» WHAT THE TASK ASKS: Please retype every record exactly as it appears, omitting the pictures.

» PROVIDED RECORDS:

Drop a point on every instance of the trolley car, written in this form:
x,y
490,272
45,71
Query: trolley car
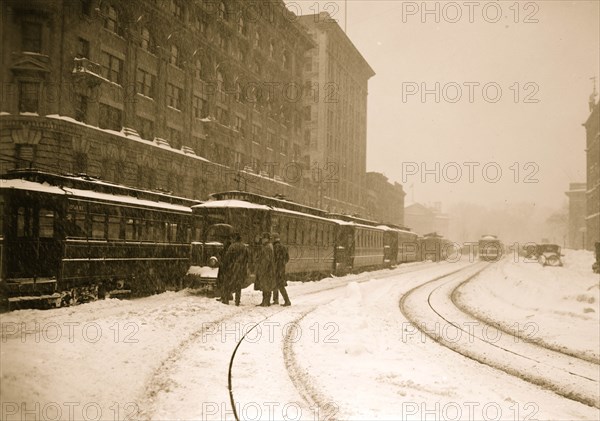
x,y
490,248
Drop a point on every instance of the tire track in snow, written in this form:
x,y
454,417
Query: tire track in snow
x,y
527,361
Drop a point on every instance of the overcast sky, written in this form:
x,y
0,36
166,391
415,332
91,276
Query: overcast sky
x,y
541,55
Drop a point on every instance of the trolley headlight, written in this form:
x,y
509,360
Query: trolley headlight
x,y
213,262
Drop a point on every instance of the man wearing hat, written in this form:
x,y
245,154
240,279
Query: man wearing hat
x,y
281,258
236,260
265,269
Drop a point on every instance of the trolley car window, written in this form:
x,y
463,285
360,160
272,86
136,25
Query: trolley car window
x,y
292,232
2,216
46,223
171,231
76,225
114,227
131,229
98,225
283,233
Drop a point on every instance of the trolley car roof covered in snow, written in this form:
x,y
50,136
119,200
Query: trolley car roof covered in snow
x,y
18,184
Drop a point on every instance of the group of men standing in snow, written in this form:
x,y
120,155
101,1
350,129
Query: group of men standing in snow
x,y
271,259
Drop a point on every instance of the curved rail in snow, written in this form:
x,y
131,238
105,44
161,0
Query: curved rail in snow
x,y
430,308
314,398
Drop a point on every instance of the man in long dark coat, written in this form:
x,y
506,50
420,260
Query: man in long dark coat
x,y
222,271
281,258
265,269
236,261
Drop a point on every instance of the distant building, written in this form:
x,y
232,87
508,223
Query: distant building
x,y
592,218
577,212
335,105
385,200
424,219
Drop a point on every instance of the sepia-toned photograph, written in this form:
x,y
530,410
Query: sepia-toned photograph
x,y
309,210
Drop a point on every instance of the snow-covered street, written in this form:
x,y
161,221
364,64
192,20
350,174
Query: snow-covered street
x,y
344,350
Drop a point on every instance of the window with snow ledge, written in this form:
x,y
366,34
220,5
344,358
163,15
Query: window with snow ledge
x,y
29,97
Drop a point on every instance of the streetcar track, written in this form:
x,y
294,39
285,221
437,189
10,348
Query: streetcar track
x,y
313,397
156,382
501,327
537,380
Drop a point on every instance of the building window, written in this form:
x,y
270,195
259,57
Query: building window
x,y
239,92
174,57
198,69
223,116
25,155
110,118
146,42
200,107
112,68
32,37
241,25
111,20
81,108
256,132
145,128
220,81
83,48
174,138
80,163
285,60
239,123
174,96
257,39
176,9
29,97
145,83
222,11
307,112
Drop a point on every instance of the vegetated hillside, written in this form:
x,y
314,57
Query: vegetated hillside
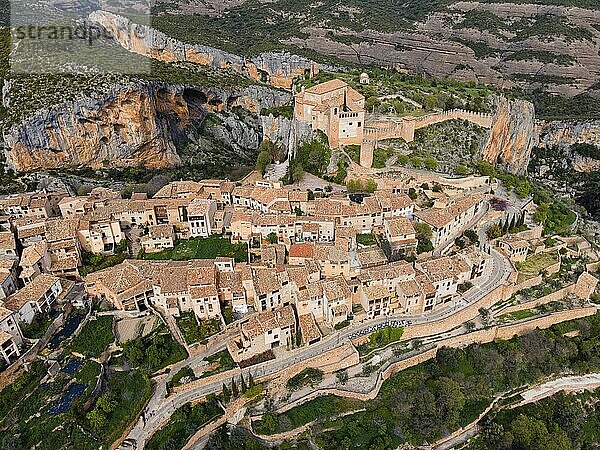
x,y
573,171
548,48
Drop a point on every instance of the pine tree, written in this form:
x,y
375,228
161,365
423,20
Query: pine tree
x,y
226,394
243,383
234,389
521,220
512,224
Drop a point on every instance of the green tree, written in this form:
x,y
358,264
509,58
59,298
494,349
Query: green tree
x,y
106,403
416,161
226,394
263,160
430,163
370,186
461,170
235,392
270,423
297,172
541,213
423,230
486,169
97,419
353,185
494,231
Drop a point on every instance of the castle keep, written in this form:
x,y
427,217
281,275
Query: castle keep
x,y
334,108
338,110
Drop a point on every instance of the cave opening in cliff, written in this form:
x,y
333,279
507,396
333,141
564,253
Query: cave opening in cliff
x,y
195,98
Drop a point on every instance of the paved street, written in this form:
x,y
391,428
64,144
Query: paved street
x,y
160,408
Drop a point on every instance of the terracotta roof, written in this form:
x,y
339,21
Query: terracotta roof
x,y
371,256
33,291
302,250
375,292
4,313
5,337
232,281
439,217
268,320
438,269
332,253
164,230
409,288
308,328
336,288
265,281
199,207
33,254
7,240
400,226
198,292
327,86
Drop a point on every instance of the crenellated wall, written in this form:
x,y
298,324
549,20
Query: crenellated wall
x,y
404,128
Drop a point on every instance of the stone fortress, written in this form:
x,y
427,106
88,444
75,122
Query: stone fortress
x,y
336,109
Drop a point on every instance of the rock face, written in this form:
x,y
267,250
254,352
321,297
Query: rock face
x,y
277,68
129,126
565,133
513,135
285,132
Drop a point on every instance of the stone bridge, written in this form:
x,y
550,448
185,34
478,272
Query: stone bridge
x,y
379,128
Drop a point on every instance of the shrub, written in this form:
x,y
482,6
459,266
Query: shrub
x,y
309,376
95,337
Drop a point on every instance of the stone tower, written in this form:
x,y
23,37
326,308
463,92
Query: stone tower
x,y
367,147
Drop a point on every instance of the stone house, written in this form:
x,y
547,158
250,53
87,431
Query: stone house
x,y
200,215
8,245
8,279
35,298
334,108
446,222
445,273
264,331
515,248
159,237
8,348
401,235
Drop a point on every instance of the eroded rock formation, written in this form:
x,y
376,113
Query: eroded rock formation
x,y
513,135
129,126
565,133
277,68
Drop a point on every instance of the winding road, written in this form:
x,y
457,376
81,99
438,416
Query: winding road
x,y
160,407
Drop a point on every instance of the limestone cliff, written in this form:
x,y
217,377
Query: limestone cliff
x,y
513,135
134,124
285,132
277,68
565,133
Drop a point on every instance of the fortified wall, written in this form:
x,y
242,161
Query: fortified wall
x,y
378,129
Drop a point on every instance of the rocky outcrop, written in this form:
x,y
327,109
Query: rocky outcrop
x,y
135,124
513,135
285,132
566,133
277,68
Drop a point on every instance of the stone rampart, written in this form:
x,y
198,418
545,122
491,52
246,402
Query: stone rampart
x,y
480,336
394,128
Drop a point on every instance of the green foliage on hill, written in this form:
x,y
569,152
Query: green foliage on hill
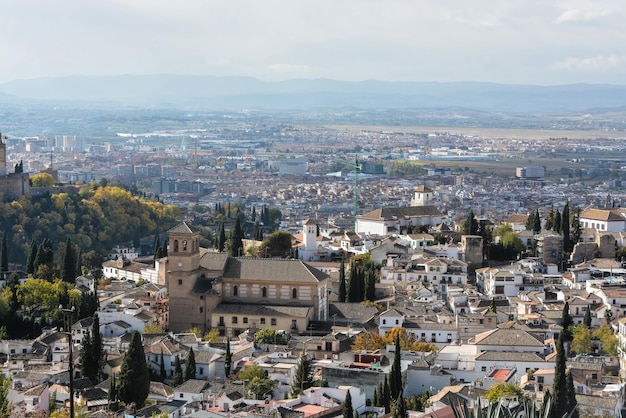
x,y
95,218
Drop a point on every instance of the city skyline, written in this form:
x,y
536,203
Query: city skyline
x,y
530,42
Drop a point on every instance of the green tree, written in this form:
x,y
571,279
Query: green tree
x,y
470,226
276,244
581,339
4,255
221,240
5,405
566,322
190,367
303,378
32,254
395,377
228,359
235,242
497,391
69,263
399,410
342,281
177,378
587,317
560,381
348,412
134,378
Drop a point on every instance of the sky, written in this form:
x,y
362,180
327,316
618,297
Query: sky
x,y
539,42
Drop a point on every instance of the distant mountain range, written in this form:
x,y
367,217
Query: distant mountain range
x,y
246,92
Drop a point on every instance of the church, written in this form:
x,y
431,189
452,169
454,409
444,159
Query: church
x,y
214,290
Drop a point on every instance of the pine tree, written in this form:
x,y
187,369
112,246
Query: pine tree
x,y
190,368
302,379
134,379
177,378
348,412
342,281
30,262
69,263
560,381
395,377
587,317
4,256
228,359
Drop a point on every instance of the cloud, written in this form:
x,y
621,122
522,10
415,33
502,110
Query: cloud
x,y
597,63
579,16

» SOLUTION FOR THIS PROBLEM:
Drop a point on every instance of the trolley car, written in this form:
x,y
490,272
45,71
Query: trolley car
x,y
490,248
Drop a point on every instance of the tire track in snow, written in this form:
x,y
454,417
Query: tire track in snow
x,y
527,361
Drop a point on every instance of the overcast sky, written in this form:
x,y
0,36
166,391
415,332
91,276
Query: overcast sky
x,y
541,55
Drop a point on every instance of the trolley headlight, written in this form:
x,y
509,360
Query: trolley headlight
x,y
213,262
Drop a point on every instance of the man wearing hat, written in this form:
x,y
245,154
240,279
Query: man wearing hat
x,y
281,258
236,260
265,269
Drop a point on every instance of the trolley car window, written in this form:
x,y
463,285
360,160
272,86
136,25
Query: trolley car window
x,y
292,232
2,216
46,223
171,231
76,225
114,227
131,229
98,225
283,233
Drop a point on every instance of the trolley car roof covered in snow, written in this form:
x,y
50,136
119,200
Query: trolley car roof covered in snow
x,y
18,184
Drop a point on every instance of the group of men standing in snow, written in this form:
x,y
120,155
101,1
350,129
Query: group of men standing in snow
x,y
271,259
Drop a point on every instance of the curved rail in snow, written in this form:
x,y
131,238
105,44
161,0
Query: curved rail in snow
x,y
430,308
314,398
Drop a point on every instance of the man in long dark coat, written in this form:
x,y
506,50
420,260
Query: man in long dark coat
x,y
222,271
281,258
265,269
236,261
Drop a point on every instance of the distant building, written in this form:
x,y
232,87
508,223
Query: distant building
x,y
592,218
577,212
335,105
385,200
424,219
Drop a point on every instance of the sepia-toned photograph, written in this form:
x,y
530,410
Query: sepia-toned photograph
x,y
309,210
Drop a point on every instance of the snow-covered street, written in this form:
x,y
161,221
364,64
192,20
350,174
Query: snow-covered street
x,y
344,350
Drop a point on every instance of the window with snow ledge, written in this form:
x,y
366,34
220,5
344,358
163,15
Query: window with snow ledge
x,y
29,97
Drop a point on every instance of the streetcar track, written in this form:
x,y
294,39
285,221
437,189
10,348
Query: streetcar track
x,y
313,397
156,382
501,327
537,380
Drop a point on every instance of the building window, written in this form:
x,y
270,195
259,57
Query: building window
x,y
239,92
174,57
198,69
223,116
25,155
110,118
146,42
200,107
112,68
32,37
241,25
111,20
81,108
256,132
145,128
220,81
83,48
174,138
80,163
285,60
239,123
174,96
257,39
176,9
29,97
145,83
222,11
307,112
Drop a point on every instance of the vegetated hillside, written in this form:
x,y
314,57
Query: vegetated hillside
x,y
573,171
548,48
Drop a point on every instance of the pine tree, written in this form:
x,y
375,228
161,365
423,20
Query: pine tree
x,y
226,394
243,383
234,389
521,220
512,224
Drop a point on every instance of the green tree, written in this form:
x,y
358,264
509,58
59,298
494,349
Query: green tree
x,y
106,403
416,161
226,394
263,160
430,163
370,186
461,170
235,392
270,423
297,172
541,213
423,230
486,169
97,419
353,185
494,231
Drop a point on every instance of the castle keep, written in this form:
x,y
427,217
281,275
Query: castle keep
x,y
334,108
338,110
Drop a point on every instance of the cave opening in cliff, written in this form:
x,y
333,279
507,396
333,141
564,253
Query: cave opening in cliff
x,y
195,98
Drop a point on every instance of the paved street, written in this form:
x,y
391,428
64,144
Query: paved street
x,y
160,408
Drop a point on every instance of the terracotta roof, written in this form:
x,y
339,21
Query: terracotta roof
x,y
371,256
33,291
302,250
375,292
4,313
5,337
232,281
439,217
268,320
438,269
332,253
164,230
409,288
308,328
336,288
265,281
199,207
33,254
7,240
400,226
198,292
327,86
Drop a point on every instance of the crenellated wall, written in this form:
x,y
298,324
549,20
Query: crenellated wall
x,y
404,128
Drop a point on every instance of the stone fortress, written in this form:
x,y
427,106
88,444
75,122
Query: stone fortress
x,y
336,109
Drop a point on every instance of the rock face, written in this form:
x,y
267,250
254,352
321,297
Query: rock face
x,y
277,68
129,126
565,133
513,135
285,132
Drop a point on every instance of the stone bridge, written in this form:
x,y
550,448
185,34
478,272
Query: stone bridge
x,y
379,128
Drop a point on every instance of the shrub, written in this form:
x,y
482,6
459,266
Query: shrub
x,y
309,376
95,337
Drop a point on every instance of the stone tower, written in this form:
x,y
23,37
326,308
463,92
Query: stone tower
x,y
367,147
Drop a point on every instance of the stone house, written in this form:
x,y
547,158
250,53
87,431
Query: stone house
x,y
200,215
8,245
8,279
35,298
334,108
446,222
445,273
264,331
515,248
159,237
8,348
401,235
Drop a point on every instance of the eroded rock formation, written in this form:
x,y
376,113
Query: eroded rock formation
x,y
513,135
129,126
565,133
277,68
Drop a point on every instance of the winding road, written in this form:
x,y
457,376
81,99
438,416
Query: winding road
x,y
160,407
Drop a point on every instance of the limestone cliff, written in this form:
x,y
217,377
Query: limestone cliff
x,y
513,135
134,124
285,132
277,68
565,133
Drop a point on every instance of the fortified wall, written in this form:
x,y
242,161
Query: fortified wall
x,y
378,129
Drop a point on every instance of the rocky outcrop, written in this form:
x,y
327,109
Query: rocky outcrop
x,y
135,124
513,135
285,132
566,133
277,68
Drop a point on every instance of the stone rampart, written in this form:
x,y
198,418
545,122
491,52
246,402
Query: stone rampart
x,y
480,336
394,128
Drop a point on every instance of the green foliage on hill, written in this form:
x,y
569,152
Query: green foliage on hill
x,y
95,218
Drop a point on every instance of the city skyline, written in this form:
x,y
536,203
Query: city skyline
x,y
530,42
Drop a point on every instance of the green tree, written in this form:
x,y
571,279
Query: green tree
x,y
470,226
276,244
581,339
4,255
221,240
5,405
566,322
190,367
303,378
32,254
395,377
228,359
235,242
497,391
69,263
399,410
342,281
177,378
587,317
560,381
348,412
134,378
Drop a point on every instance of the sky, written in this form:
x,y
362,180
327,316
618,297
Query: sky
x,y
539,42
Drop a point on every instance of the distant mountain range, written in this form:
x,y
367,217
Query: distant mountain range
x,y
246,92
Drop a point on every instance of the church, written in this form:
x,y
431,189
452,169
454,409
444,159
Query: church
x,y
214,290
Drop a point on every instance of the pine tree, written in this form:
x,y
187,369
112,246
Query: pine tree
x,y
190,368
302,379
134,379
177,378
348,412
342,281
30,262
69,263
560,381
395,377
587,317
4,256
228,359
Drop a point on every instance of the cloud, written in this form:
x,y
621,122
522,10
415,33
502,110
Query: cloud
x,y
597,63
579,16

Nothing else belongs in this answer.